*Exercise*
In your copy, reproduce the entries exactly as they are, minus the images.

*Supplied records*
--- START ---

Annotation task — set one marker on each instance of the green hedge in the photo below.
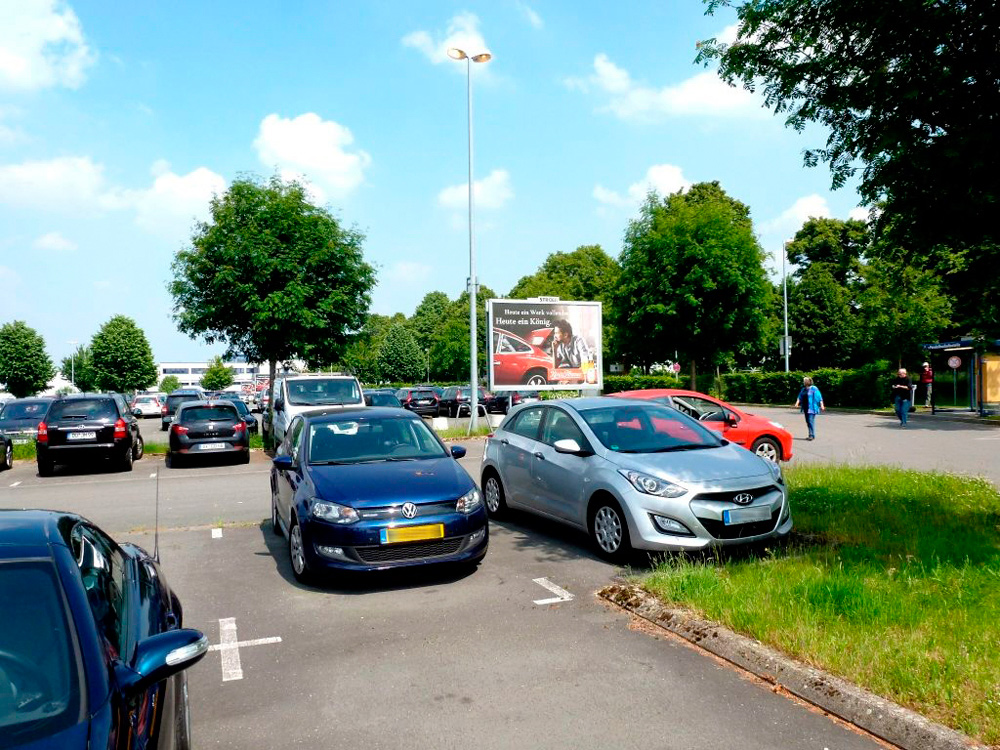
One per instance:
(865, 387)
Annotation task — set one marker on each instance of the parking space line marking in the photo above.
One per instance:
(230, 650)
(561, 594)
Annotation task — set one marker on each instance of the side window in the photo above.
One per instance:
(102, 567)
(560, 426)
(527, 423)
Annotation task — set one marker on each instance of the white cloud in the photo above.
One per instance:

--- END ---

*In response*
Annotation task — set one marker on each instance of the green hedge in the photo below.
One per instance:
(865, 387)
Annotation task — set one marker on each instance of the parking space line marking in the photo above.
One per instance:
(230, 650)
(561, 594)
Annotation task — set one marker on each instance of the side window in the photo above.
One per instance:
(102, 567)
(560, 426)
(527, 423)
Annotation task — set one marker on each instance of the white cloud in the photo above.
One per instance:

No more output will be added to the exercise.